**GIVEN PROBLEM 1**
Answer the following questions using the text on LED specifications:
(a) What equipment do LED makers use to obtain both lumen output and a spectral analysis?
(b) Which light sources can most color temperature meters dependably read?
(c) What does the text propose to examine in order to prove its point?
**GIVEN PROBLEM 2**
Return, verbatim, everything in the text on LED specifications from "All the same, only" down to "non-full spectrum sources.".

**TEXT SECTION**
::::

Again, LED makers only use integrating spheres with attached spectro-radiometric computer peripherals to not only obtain the lumen output but also to get a spectral analysis which includes CCT, color rendering index (CRI) and other relevant specs.  This is the only really accurate, isolated, predictable and repeatable way to read the simulated color temperature and CRI of sources that are measured with a CCT, like LEDs.  While the lumen part of the spec is weak in telling the story of an LED, the other parts of the spec are very necessary and hard to obtain accurately from other test equipment.  So, having the sphere does make sense for CCT and CRI specs.

All the same, only real full spectrum light sources such as real tungsten or real daylight can dependably be read by most color temperature meters because they are not measured with CCT but simply CT.  This will most likely continue to be the case until we get more color temperature meters that reliably read CCT and also non-full spectrum sources.

So, we have talked about what’s behind all the confusing specs that mislead people about the real strength of LEDs.  Now, lets really prove the point by taking a look at a real life example bulb and how its light output efficiency can change based on what fixture its in and how its lumen spec is the same regardless of what fixture its in.

::::

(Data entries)
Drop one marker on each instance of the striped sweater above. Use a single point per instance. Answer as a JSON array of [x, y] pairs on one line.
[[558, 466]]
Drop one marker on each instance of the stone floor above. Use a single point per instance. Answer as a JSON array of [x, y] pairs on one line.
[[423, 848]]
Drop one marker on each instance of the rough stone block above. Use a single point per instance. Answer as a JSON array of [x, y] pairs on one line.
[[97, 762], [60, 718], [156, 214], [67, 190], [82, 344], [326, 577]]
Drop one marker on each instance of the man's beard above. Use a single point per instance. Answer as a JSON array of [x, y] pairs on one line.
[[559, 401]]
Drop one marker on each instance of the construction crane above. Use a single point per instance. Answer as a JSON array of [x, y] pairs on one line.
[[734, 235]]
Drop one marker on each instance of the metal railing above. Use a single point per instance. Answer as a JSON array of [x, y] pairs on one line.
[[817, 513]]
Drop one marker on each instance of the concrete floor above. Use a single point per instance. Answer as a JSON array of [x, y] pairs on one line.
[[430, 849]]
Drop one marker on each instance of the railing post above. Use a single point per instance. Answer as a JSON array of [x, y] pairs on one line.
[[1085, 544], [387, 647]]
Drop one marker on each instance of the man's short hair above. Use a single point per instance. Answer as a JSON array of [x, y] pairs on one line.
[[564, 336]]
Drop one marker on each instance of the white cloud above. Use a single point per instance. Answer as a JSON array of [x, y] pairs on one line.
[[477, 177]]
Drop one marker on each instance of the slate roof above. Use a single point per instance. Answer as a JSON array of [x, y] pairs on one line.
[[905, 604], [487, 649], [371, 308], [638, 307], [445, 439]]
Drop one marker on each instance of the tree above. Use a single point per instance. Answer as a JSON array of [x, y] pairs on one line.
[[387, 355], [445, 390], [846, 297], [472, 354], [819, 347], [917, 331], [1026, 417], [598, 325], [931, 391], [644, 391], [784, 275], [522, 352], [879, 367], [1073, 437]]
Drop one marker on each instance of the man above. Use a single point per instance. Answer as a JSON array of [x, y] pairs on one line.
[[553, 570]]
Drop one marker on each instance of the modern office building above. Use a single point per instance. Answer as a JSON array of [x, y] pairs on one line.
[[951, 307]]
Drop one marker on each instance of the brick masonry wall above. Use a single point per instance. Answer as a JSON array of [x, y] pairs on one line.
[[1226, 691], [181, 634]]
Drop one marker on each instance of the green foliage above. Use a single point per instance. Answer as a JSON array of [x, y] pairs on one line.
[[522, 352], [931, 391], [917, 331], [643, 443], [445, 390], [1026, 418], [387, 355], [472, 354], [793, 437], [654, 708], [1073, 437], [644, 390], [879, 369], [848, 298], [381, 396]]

::::

**WRITTEN SOLUTION 1**
(a) Integrating spheres with attached spectro-radiometric computer peripherals.
(b) Real full spectrum light sources, such as real tungsten or real daylight.
(c) A real life example bulb: how its light output efficiency can change based on the fixture it is in, and how its lumen spec stays the same regardless of the fixture.

**WRITTEN SOLUTION 2**
All the same, only real full spectrum light sources such as real tungsten or real daylight can dependably be read by most color temperature meters because they are not measured with CCT but simply CT.  This will most likely continue to be the case until we get more color temperature meters that reliably read CCT and also non-full spectrum sources.